> GIVEN PROBLEM
Render the data below as a two-column CSV with the headers text and answer. Each row should pair one instruction line with the coordinates listed beneath it, with each value in a single quoted field and line breaks replaced by spaces.

> RECORDS TO USE
/---

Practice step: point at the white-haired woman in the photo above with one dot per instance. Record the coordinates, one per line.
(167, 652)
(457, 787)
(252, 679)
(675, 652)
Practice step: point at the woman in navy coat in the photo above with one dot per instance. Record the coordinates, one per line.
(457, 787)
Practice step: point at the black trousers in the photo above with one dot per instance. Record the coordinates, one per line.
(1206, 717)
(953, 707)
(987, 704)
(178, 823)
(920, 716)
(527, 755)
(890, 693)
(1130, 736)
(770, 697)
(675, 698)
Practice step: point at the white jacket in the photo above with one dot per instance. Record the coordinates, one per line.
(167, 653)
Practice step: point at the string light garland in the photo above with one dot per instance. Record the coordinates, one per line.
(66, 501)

\---

> WRITTEN SOLUTION
text,answer
"Practice step: point at the white-haired woman in the photo above with one dot per instance. Record the coordinates, one per line.","(167, 652) (457, 787) (252, 679) (675, 652)"
"Practice step: point at the woman in navy coat in the photo above with one dot per instance. Record the coordinates, one per line.","(457, 787)"
"Practice step: point at the black trousers in the photo above with one dot per instance. Record the coordinates, one per line.","(1206, 717) (953, 707) (987, 704) (178, 823) (920, 716) (527, 755) (890, 693) (1130, 736) (770, 697) (675, 698)"
"Practice step: point at the white jacket in the photo above with one dot per instance. Record the coordinates, one per line.","(167, 653)"
"Practice step: point at the string light garland in the photo above with one dot per instance. Record the coordinates, one per line.","(66, 501)"